* [Supplied passage]:

Encoding and instruction formats

Most instructions are encoded in 16 bits. The instruction type can always be decoded with the first 8 bits.

Certain instructions may encode immediates at least partly over the 16 or 32 bits following the instruction.
Each 16 bits of extra immediates, assuming no cache miss, imply +1 cycle of latency.

In the following table:

  • x are bits ignored for a specific instruction format.
  • o are bits belonging to the opcode.
  • (h) (optional) stands for High meaning that the most significant bit is to be set when indexing a register (when x < 4 bits), e.g.
    • R2 indexes (r0, r1, r2, r3)
    • Rh2 indexes (r8, r9, r10, r11)

Bits belonging to neither the opcode or the instruction format must be 0.

When it comes to naming:

  • R(h)x refers to a read-only register encoded over x bits
  • A(h)x refers to a read-write register encoded over x bits
  • W(h)x refers to a write-only register encoded over x bits
  • Ix refers to an immediate value encoded over x bits
  • -x refers to unused bits in the instruction
  • Ex refers to extra x immediate bits encoded starting at rip+2. These bits are always skipped when fetching the next instruction. Immediates present in the main instruction u16 represent the higher bits if present, whereas Ex will represent the lower bits.

In the following table, A and W are always replaced with R as the encodings would be otherwise equivalent.

Format Operands Next two bytes Instruction bits
R4 a x oooo'oooo'xxxx'aaaa
R4R4 a, b x oooo'oooo'bbbb'aaaa
R4I4 a, i x oooo'oooo'iiii'aaaa
R4I8 a, i x oooo'iiii'iiii'aaaa
R4I8E16 a, i iiii'iiii'iiii'iiii oooo'iiii'iiii'aaaa
R4R4E16 a, b, i iiii'iiii'iiii'iiii oooo'oooo'bbbb'aaaa
Rh2R2I6 a, b, i x oooo'ooii'iiii'bbaa
I12 i x oooo'iiii'iiii'iiii
I12E16 i iiii'iiii'iiii'iiii oooo'iiii'iiii'iiii

Memory layout

  • 0x00000000..0xEFFFFFFF: RAM
  • 0xF0000000..0xF0000FFF: Keyboard
  • 0xF0002000..0xF0002FFF: Framebuffer

Keyboard (0xF0000000~0xF0000FFF)

TODO

Framebuffer (0xF0002000~0xF0002FFF)

Enables paletted text rendering.

* [Stored data]:
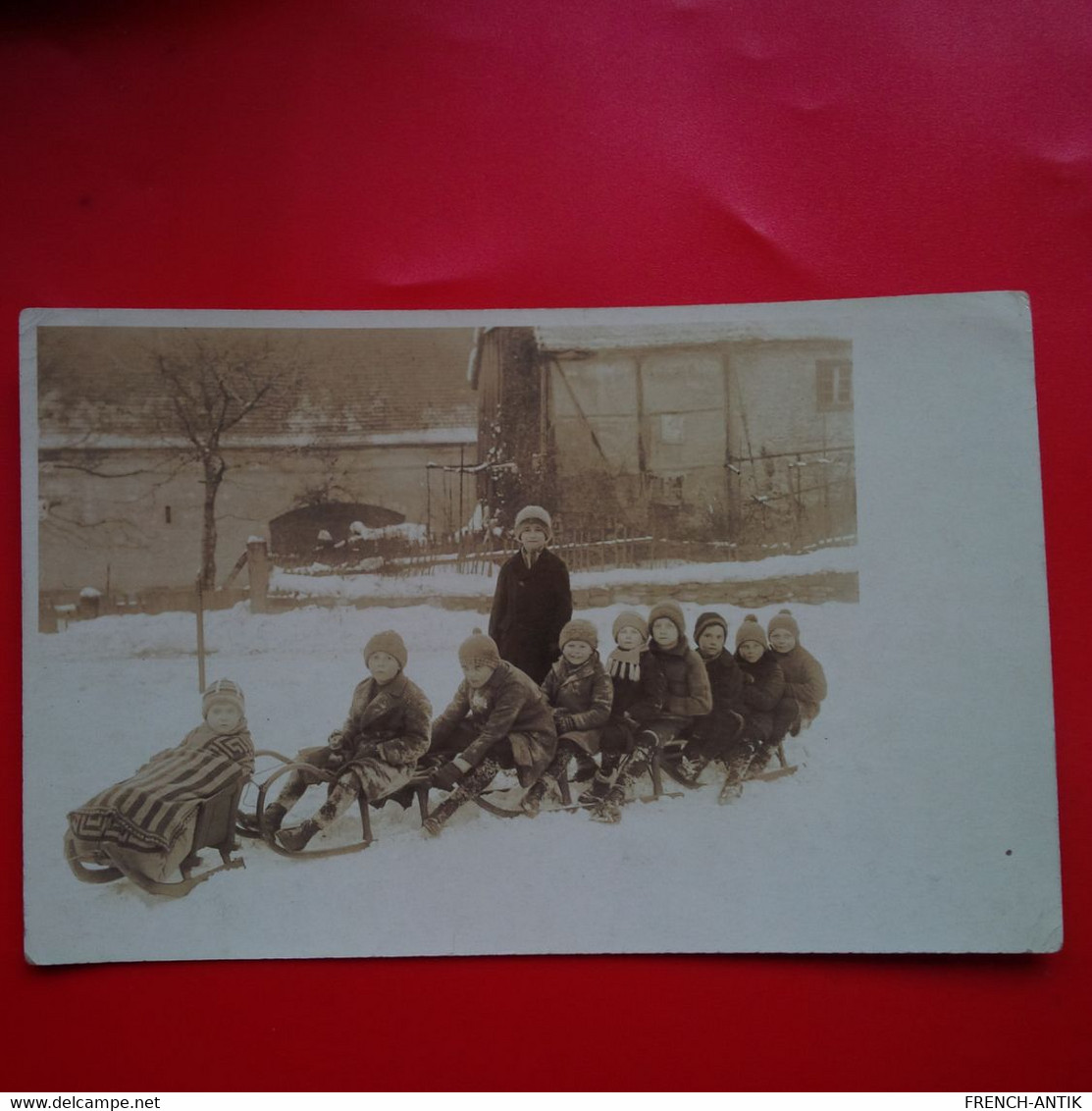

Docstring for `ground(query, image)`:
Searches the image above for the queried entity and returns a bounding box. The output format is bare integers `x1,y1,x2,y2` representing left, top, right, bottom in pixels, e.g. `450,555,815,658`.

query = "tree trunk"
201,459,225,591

* [Exercises to complete]:
a: In the instruction encoding text, how many cycles of latency does each 16 bits of extra immediates add when there is no cache miss?
b: From the instruction encoding text, extract the passage from "Most instructions are" to "to the opcode." word for word.

* [Exercise answers]:
a: Each 16 bits of extra immediates adds one cycle of latency.

b:
Most instructions are encoded in 16 bits. The instruction type can always be decoded with the first 8 bits.

Certain instructions may encode immediates at least partly over the 16 or 32 bits following the instruction.
Each 16 bits of extra immediates, assuming no cache miss, imply +1 cycle of latency.

In the following table:

  • x are bits ignored for a specific instruction format.
  • o are bits belonging to the opcode.